#### 抜粋文

演劇はしかたないけれど、取り上げられる映画に関してはDVDで観てから読んだ。全体として、荒川修作の死や死後の世界の存在を問う「ヒアアフター」、世界の終わりを描く「生きているものはいないのか」など、題材として死や終わりにというものが多いように感じた。自分が死ぬこと、あるいは誰かが死ぬことにまつわる出来事や感情に対してフィクションはどういう意味をもつのか、どういう表現ができるのかが問われ続けているのだと思う。

2013/05/17

しゅん

佐々木敦の原理志向もいよいよ極まった感じがあるというか、「時間とは?」「空間とは」「藝術とは?」「死とは?」といった根源的なクエスチョンがいくつも秘められた連作批評集。『ゴダール・ソシアリズム』鑑賞から導かれた「美は、藝術の敵である」という断言はとても刺激的。外部への目配せなどせず、美を含むあらゆる枠を超えようとする途方もない試みが藝術だということ。そして、表現された「なにか」の後に続かざるを得ない批評という営みも、同じような途方もなさを目指すべきだということ。強い倫理性に基づいた批評への意思表明。

########

課題 A:
抜粋文で「根源的なクエスチョン」として鉤括弧付きで挙げられている問いをすべて列挙してください。
課題 B:
抜粋文の「演劇はしかたないけれど、取り」から「問われ続けているのだと思う。」までを、両端の語句も含めて正確に書き写してください。

#### データ一覧

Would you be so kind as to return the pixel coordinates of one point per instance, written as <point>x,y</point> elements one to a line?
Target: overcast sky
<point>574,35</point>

########
#### データ一覧

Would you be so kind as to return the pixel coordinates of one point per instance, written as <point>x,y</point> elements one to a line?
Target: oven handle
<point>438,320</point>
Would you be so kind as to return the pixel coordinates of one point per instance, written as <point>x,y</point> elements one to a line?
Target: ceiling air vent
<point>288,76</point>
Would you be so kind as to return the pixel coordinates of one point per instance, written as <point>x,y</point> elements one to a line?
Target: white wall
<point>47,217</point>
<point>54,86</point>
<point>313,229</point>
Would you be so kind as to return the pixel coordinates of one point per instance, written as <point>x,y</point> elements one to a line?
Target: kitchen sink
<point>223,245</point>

########

最終結果 A:
「時間とは?」
「空間とは」
「藝術とは?」
「死とは?」

最終結果 B:
演劇はしかたないけれど、取り上げられる映画に関してはDVDで観てから読んだ。全体として、荒川修作の死や死後の世界の存在を問う「ヒアアフター」、世界の終わりを描く「生きているものはいないのか」など、題材として死や終わりにというものが多いように感じた。自分が死ぬこと、あるいは誰かが死ぬことにまつわる出来事や感情に対してフィクションはどういう意味をもつのか、どういう表現ができるのかが問われ続けているのだと思う。